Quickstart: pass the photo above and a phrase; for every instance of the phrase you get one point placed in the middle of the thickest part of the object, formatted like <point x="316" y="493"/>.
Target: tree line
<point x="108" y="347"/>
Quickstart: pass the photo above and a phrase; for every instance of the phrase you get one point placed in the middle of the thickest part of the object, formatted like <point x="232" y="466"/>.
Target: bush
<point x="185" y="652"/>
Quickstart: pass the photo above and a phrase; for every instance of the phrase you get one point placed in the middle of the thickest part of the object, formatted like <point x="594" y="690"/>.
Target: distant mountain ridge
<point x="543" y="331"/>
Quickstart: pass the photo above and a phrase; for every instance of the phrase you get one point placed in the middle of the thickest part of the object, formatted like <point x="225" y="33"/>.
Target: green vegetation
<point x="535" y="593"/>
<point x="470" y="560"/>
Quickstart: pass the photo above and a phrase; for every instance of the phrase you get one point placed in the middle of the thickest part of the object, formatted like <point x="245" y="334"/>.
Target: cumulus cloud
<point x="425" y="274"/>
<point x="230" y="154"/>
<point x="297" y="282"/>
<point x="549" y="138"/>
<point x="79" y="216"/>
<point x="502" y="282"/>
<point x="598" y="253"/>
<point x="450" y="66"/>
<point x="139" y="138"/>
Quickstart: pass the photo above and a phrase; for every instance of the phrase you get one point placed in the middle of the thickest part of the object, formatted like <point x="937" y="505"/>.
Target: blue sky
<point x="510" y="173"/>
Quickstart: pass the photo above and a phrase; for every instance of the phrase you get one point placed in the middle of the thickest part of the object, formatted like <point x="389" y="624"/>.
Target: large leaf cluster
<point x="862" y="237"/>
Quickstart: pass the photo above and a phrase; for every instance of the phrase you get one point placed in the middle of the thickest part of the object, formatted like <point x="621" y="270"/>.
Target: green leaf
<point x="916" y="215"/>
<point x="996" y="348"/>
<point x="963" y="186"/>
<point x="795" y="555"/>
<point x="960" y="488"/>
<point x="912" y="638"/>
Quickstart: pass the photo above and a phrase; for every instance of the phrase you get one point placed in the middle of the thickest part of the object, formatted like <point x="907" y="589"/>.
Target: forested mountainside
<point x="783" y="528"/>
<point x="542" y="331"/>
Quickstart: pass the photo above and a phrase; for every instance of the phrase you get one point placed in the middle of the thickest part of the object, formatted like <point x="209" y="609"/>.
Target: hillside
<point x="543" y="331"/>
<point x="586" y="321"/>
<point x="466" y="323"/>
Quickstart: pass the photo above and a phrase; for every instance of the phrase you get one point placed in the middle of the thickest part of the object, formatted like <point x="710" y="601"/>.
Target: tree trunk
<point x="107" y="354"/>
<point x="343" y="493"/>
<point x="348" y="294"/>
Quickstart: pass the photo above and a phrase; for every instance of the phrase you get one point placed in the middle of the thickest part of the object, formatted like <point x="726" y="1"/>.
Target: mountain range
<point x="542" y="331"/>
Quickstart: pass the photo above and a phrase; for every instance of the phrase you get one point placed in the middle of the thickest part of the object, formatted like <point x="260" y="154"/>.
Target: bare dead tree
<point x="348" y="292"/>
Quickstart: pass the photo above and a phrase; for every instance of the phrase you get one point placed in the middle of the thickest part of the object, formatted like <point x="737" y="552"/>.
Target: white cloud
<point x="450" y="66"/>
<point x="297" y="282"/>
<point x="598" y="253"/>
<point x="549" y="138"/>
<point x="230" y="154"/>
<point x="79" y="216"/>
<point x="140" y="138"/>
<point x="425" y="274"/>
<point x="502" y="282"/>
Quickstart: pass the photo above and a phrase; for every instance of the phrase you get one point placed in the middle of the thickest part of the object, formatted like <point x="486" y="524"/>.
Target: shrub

▬▬▬

## Work order
Would you retype the records above without changing a word?

## Task output
Quickstart: pass the photo above and a phrase; for every instance of the phrase you get one point placed in the middle of the thickest part of the object, formatted like <point x="316" y="493"/>.
Target: tree line
<point x="108" y="347"/>
Quickstart: pass the photo above and a phrase; for every instance of the phrase you get one point placed in the middle of the thickest part of the object, formatted like <point x="232" y="466"/>.
Target: bush
<point x="185" y="652"/>
Quickstart: pass the photo above and a phrase; for every instance of the phrase you get one point placed in the middle of the thickest part of the object, formatted like <point x="594" y="690"/>.
Target: distant mountain ridge
<point x="543" y="331"/>
Quickstart: pass the photo above and a phrase; for every instance of the phrase you get one point placed in the middle of the thickest part of the object, formatted like <point x="225" y="33"/>.
Target: green vegetation
<point x="535" y="593"/>
<point x="470" y="560"/>
Quickstart: pass the photo above and a phrase; for every instance of the phrase you get one point placed in the middle of the thickest part of the object, formatted like <point x="245" y="334"/>.
Target: cumulus cloud
<point x="425" y="274"/>
<point x="230" y="154"/>
<point x="297" y="282"/>
<point x="549" y="138"/>
<point x="79" y="216"/>
<point x="502" y="282"/>
<point x="598" y="253"/>
<point x="450" y="66"/>
<point x="139" y="138"/>
Quickstart: pass the photo above and a phrase; for every instance of the phrase you get one point placed in the middle of the thickest part of the object, formatted like <point x="937" y="505"/>.
Target: blue sky
<point x="510" y="173"/>
Quickstart: pass the photo above and a phrase; for every instance of the phrase you get one point placed in the middle of the thickest part of the object, formatted like <point x="389" y="624"/>.
Target: large leaf cluster
<point x="862" y="237"/>
Quickstart: pass the photo above and a phrase; for every instance of the phrase you get one point placed in the middle of the thickest part of the object, formatted like <point x="621" y="270"/>.
Target: green leaf
<point x="916" y="215"/>
<point x="996" y="348"/>
<point x="963" y="186"/>
<point x="795" y="555"/>
<point x="960" y="488"/>
<point x="912" y="638"/>
Quickstart: pass the photo above and a phrase; for every instance of the phrase you get one point placed in the middle of the thickest part of the object, formatted like <point x="907" y="589"/>.
Target: forested mountainside
<point x="783" y="528"/>
<point x="542" y="331"/>
Quickstart: pass the photo above and a phrase; for every instance of the phrase you get one point placed in the middle of the thickest part of the object, formatted like <point x="209" y="609"/>.
Target: hillside
<point x="543" y="331"/>
<point x="586" y="321"/>
<point x="466" y="323"/>
Quickstart: pass the photo above and a phrase; for every instance of the phrase you get one point placed in the middle of the thickest part of the object, formatted like <point x="710" y="601"/>.
Target: tree trunk
<point x="107" y="354"/>
<point x="343" y="493"/>
<point x="348" y="294"/>
Quickstart: pass the photo above and a phrase; for every instance of the phrase you get one point placed in the middle of the thickest part of the object, formatted like <point x="726" y="1"/>.
Target: mountain range
<point x="542" y="331"/>
Quickstart: pass the photo above and a phrase; for every instance of the phrase you get one point placed in the middle of the thickest part of the object, formatted like <point x="260" y="154"/>.
Target: bare dead tree
<point x="348" y="292"/>
Quickstart: pass the photo above and a phrase; for every instance of the phrase you get one point placed in the middle of the thickest part of the object, formatted like <point x="737" y="552"/>.
Target: white cloud
<point x="450" y="66"/>
<point x="297" y="282"/>
<point x="598" y="253"/>
<point x="549" y="138"/>
<point x="230" y="154"/>
<point x="79" y="216"/>
<point x="140" y="138"/>
<point x="425" y="274"/>
<point x="502" y="282"/>
Quickstart: pass the photo above and a phrase; for every instance of the phrase you get one point placed in the middle of the thickest part of the object, formatted like <point x="486" y="524"/>.
Target: shrub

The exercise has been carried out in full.